*Извлечённый текст*
У папы – наука. Жизни шли рядом, не сливаясь. Но они очень любили друг друга. Мама умерла 37-ми лет, неудовлетворенная, непримиренная, не позвав священника, хотя явно ничего не отрицала и даже любила обряды. Ее измученная душа живет в нас, – только мы открываем то, что она скрывала. Ее мятеж, ее безумие, ее жажда дошли в нас до крика.
Папа нас очень любил. Нам было 12 и 14 лет, когда умерла мама.
С 14-ти до 16-ти лет я бредила революцией, 16-ти лет безумно полюбила Наполеона I и Наполеона II, целый год жила без людей, одна в своей маленькой комнатке, в своем огромном мире.
Напишу Вам о папе.
Он умер 30-го августа 1913 г., от старческой болезни сердца, появившейся в последние годы. Самый последний год он чувствовал нашу любовь, раньше очень страдал от нас, совсем не зная, что с нами делать. Когда мы вышли замуж, он очень за нас беспокоился. Ни Сережи, ни Бориса (первого мужа Анастасии Цветаевой. – Л.К.) он не знал. Сережу он потом полюбил, поверив в его желание высшего образования – это для него было главное. Как людей он не знал ни Сережи, ни Бориса, совсем не знал, кто те, кого мы любим. Алю и Андрюшу он очень любил, очень им радовался и как потом мы узнали, всем о них рассказывал. Но он видел их совсем маленькими, до года. Это ужасно жаль! ‹…› Как странно! Я Вам это расскажу.

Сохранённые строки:
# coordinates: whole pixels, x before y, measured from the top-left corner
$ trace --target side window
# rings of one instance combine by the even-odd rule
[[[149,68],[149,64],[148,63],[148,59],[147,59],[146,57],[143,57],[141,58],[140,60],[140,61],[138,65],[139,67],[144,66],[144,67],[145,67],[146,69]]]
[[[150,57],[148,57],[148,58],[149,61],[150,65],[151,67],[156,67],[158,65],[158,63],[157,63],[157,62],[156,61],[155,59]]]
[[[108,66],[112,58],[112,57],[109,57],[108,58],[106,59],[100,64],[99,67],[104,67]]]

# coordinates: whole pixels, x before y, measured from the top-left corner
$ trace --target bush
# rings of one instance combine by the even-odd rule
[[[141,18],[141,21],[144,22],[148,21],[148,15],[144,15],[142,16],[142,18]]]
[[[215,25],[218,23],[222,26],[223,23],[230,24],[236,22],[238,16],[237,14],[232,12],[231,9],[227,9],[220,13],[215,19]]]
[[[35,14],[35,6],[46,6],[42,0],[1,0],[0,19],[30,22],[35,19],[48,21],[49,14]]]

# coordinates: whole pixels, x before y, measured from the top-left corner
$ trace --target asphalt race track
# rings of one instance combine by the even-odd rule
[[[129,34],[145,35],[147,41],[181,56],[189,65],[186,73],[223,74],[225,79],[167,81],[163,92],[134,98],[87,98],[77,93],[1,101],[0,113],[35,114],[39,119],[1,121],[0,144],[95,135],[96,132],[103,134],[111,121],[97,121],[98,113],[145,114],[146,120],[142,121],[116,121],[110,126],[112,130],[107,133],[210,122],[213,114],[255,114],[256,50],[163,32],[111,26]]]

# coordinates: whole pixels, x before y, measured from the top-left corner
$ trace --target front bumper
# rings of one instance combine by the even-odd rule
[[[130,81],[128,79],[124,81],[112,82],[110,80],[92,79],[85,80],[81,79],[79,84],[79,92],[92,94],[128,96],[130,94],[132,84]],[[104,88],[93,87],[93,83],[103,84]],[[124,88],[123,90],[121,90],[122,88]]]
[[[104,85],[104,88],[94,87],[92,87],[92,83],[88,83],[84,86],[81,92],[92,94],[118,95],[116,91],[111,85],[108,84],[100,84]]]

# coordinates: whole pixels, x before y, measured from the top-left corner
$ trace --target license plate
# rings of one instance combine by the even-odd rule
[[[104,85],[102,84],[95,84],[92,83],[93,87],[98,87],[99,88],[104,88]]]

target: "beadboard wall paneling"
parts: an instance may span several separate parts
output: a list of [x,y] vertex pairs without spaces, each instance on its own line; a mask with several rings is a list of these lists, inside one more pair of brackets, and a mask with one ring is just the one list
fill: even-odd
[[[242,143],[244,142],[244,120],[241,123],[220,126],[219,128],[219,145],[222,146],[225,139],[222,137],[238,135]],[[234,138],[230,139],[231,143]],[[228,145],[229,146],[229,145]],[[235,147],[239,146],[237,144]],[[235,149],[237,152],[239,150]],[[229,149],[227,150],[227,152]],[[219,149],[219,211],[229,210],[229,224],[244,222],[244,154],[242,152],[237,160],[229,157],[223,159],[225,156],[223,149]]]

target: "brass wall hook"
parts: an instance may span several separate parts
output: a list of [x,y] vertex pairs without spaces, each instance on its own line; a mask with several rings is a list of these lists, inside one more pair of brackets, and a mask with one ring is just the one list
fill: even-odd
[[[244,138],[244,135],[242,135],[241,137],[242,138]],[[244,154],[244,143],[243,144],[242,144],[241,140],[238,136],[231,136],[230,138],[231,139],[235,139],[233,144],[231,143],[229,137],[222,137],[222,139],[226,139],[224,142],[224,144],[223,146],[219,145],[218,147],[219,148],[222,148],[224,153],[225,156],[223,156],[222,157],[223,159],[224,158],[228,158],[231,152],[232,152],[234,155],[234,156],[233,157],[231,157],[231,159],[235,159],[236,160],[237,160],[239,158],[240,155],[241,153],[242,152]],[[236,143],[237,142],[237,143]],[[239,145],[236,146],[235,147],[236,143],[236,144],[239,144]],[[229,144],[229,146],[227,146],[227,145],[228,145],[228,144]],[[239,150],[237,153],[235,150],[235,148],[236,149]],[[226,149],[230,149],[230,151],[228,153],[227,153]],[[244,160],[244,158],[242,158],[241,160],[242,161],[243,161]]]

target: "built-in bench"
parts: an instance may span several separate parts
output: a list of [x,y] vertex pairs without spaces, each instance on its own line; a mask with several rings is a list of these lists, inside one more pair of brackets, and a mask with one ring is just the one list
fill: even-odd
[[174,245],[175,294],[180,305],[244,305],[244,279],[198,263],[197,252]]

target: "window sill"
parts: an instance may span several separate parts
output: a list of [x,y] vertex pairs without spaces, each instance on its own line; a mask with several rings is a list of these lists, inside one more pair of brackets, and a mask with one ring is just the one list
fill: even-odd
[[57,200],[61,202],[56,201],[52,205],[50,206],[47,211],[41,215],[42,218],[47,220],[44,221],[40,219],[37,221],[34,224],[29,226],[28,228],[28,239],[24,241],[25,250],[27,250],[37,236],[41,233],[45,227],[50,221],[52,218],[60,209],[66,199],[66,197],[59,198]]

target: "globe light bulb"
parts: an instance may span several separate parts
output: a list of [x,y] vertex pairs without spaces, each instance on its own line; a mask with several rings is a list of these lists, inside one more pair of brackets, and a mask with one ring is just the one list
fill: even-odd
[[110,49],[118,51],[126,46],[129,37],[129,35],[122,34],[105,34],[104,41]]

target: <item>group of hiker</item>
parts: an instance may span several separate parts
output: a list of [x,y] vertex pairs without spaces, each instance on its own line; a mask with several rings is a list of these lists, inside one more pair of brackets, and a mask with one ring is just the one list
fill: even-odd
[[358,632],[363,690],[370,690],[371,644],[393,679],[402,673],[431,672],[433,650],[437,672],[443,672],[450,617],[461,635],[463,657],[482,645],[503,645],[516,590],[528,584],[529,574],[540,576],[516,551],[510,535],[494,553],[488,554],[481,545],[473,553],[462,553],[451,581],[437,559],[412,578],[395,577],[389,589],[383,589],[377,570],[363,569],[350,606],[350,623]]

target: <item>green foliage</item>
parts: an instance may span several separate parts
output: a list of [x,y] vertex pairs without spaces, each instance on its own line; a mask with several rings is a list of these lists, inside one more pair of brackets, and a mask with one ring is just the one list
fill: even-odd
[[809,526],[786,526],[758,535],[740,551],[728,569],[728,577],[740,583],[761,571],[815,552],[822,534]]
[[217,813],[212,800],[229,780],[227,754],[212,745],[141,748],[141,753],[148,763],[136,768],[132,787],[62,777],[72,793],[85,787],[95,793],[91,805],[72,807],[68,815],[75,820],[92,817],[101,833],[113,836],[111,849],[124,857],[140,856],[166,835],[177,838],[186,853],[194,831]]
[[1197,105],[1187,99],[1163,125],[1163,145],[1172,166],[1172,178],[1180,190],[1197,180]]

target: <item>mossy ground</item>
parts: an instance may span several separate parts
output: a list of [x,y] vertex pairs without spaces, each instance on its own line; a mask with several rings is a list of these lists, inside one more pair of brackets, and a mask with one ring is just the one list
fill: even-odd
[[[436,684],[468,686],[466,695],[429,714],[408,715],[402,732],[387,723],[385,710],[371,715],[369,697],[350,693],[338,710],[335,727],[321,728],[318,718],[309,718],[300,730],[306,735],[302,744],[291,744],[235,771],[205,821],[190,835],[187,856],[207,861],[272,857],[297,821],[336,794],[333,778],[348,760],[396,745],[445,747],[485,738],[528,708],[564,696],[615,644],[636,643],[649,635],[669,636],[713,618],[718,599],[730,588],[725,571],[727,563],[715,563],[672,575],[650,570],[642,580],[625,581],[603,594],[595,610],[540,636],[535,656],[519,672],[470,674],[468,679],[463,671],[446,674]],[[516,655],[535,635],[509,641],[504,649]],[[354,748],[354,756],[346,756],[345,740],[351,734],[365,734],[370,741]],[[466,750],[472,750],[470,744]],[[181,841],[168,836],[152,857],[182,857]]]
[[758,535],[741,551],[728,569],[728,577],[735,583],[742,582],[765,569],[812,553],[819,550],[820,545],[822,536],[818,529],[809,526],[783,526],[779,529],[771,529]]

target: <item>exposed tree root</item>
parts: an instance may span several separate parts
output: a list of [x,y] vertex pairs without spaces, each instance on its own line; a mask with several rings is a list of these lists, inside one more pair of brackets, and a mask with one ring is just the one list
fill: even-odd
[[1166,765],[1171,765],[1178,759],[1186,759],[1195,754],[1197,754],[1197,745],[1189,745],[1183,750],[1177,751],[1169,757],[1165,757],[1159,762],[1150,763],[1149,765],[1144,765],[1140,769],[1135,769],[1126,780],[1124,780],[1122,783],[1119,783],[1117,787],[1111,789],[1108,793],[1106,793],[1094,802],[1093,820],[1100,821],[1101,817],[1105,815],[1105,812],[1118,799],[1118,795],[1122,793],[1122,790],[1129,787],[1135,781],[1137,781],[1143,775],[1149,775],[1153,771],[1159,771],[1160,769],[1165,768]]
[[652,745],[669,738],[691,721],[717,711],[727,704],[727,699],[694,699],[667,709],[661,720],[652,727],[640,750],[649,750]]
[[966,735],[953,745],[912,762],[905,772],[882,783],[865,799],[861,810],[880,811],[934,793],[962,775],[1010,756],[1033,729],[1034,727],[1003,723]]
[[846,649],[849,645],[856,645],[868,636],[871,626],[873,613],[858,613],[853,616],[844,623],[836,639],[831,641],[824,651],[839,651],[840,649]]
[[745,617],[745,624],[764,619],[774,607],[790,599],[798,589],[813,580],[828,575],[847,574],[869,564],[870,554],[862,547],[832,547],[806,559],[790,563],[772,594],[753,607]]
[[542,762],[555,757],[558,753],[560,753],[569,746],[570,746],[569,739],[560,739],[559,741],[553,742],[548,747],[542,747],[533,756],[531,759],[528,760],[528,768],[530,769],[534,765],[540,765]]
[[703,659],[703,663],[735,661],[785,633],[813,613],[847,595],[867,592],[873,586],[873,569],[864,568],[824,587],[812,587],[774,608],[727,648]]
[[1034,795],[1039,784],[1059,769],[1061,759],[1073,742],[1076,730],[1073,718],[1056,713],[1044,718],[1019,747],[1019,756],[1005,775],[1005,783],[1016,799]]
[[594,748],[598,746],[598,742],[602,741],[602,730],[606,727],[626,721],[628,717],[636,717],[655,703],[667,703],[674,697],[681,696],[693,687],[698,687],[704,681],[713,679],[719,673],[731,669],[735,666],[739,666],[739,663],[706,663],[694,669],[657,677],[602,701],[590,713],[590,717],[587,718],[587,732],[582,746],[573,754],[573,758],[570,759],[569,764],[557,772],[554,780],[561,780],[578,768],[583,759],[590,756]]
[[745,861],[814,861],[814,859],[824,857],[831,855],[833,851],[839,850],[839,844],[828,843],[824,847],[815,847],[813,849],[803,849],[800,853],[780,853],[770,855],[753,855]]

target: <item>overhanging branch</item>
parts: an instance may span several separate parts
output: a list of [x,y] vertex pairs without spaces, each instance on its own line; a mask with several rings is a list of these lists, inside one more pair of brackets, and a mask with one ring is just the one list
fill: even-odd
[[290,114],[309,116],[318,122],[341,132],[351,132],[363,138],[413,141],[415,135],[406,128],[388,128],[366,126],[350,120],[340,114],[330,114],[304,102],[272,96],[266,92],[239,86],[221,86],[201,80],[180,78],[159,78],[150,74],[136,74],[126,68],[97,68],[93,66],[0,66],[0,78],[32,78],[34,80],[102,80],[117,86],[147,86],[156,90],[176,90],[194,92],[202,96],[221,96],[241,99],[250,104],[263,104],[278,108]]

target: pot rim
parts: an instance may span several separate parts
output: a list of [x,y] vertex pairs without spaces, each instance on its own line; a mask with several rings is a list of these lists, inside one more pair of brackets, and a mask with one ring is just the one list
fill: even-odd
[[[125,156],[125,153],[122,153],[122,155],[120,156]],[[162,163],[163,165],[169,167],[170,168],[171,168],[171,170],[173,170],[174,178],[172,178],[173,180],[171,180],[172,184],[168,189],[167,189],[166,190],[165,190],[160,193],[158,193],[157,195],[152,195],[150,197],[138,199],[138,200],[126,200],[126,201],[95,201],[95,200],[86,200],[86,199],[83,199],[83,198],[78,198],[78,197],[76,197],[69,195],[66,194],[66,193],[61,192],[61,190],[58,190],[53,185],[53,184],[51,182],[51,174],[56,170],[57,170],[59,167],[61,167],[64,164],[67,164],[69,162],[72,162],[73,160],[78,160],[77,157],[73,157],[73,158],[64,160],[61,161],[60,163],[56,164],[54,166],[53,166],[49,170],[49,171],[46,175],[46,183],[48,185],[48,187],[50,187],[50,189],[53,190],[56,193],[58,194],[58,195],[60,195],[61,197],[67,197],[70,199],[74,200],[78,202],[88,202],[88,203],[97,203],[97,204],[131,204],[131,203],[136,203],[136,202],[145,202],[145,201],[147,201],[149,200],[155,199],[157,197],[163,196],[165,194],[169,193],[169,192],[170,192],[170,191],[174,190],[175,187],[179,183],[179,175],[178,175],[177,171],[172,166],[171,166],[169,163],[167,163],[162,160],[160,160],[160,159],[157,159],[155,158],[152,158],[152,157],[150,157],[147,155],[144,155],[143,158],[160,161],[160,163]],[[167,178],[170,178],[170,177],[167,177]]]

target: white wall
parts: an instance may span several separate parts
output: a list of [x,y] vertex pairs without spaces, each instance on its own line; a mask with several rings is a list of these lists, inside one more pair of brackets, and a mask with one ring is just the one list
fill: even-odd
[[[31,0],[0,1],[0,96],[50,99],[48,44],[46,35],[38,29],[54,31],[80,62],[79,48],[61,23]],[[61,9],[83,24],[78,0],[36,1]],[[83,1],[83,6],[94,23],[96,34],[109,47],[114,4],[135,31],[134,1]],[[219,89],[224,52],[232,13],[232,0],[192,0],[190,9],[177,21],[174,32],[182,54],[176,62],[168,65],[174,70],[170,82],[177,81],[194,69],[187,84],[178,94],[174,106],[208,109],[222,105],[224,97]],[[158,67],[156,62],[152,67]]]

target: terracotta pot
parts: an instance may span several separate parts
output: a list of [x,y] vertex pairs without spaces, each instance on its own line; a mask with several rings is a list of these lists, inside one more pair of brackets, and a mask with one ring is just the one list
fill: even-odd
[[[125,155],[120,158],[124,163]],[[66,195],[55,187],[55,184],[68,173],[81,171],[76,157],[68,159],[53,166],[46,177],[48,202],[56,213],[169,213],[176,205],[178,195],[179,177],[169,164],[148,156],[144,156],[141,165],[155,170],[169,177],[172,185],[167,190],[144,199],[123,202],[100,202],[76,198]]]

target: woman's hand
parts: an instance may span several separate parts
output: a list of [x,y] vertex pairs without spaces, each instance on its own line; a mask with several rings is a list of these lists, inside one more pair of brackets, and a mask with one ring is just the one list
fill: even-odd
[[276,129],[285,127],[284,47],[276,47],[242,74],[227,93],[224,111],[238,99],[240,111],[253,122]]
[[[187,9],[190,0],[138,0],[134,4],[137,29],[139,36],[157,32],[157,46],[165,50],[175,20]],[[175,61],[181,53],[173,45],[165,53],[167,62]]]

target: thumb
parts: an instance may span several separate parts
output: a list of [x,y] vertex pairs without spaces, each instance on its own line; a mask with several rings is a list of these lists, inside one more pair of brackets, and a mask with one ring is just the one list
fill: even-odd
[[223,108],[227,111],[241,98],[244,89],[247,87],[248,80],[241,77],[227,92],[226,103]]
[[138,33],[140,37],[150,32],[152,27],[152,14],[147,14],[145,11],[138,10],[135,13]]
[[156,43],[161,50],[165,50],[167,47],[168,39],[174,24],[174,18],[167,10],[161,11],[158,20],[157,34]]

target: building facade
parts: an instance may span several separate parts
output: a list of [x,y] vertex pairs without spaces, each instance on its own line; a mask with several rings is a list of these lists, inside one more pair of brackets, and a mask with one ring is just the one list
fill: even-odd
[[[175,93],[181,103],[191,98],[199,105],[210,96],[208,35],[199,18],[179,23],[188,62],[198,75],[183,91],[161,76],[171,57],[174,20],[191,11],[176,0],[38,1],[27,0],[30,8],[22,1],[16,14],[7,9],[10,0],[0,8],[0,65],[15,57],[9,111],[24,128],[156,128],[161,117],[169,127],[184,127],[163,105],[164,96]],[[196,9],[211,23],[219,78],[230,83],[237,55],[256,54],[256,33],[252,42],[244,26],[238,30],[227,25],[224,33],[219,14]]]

*Что сделать*
Перепишите из извлечённого текста всё, начиная со слов «Он умер 30-го» и до слов «Вам это расскажу.» включительно.

*Поле ответа*
Он умер 30-го августа 1913 г., от старческой болезни сердца, появившейся в последние годы. Самый последний год он чувствовал нашу любовь, раньше очень страдал от нас, совсем не зная, что с нами делать. Когда мы вышли замуж, он очень за нас беспокоился. Ни Сережи, ни Бориса (первого мужа Анастасии Цветаевой. – Л.К.) он не знал. Сережу он потом полюбил, поверив в его желание высшего образования – это для него было главное. Как людей он не знал ни Сережи, ни Бориса, совсем не знал, кто те, кого мы любим. Алю и Андрюшу он очень любил, очень им радовался и как потом мы узнали, всем о них рассказывал. Но он видел их совсем маленькими, до года. Это ужасно жаль! ‹…› Как странно! Я Вам это расскажу.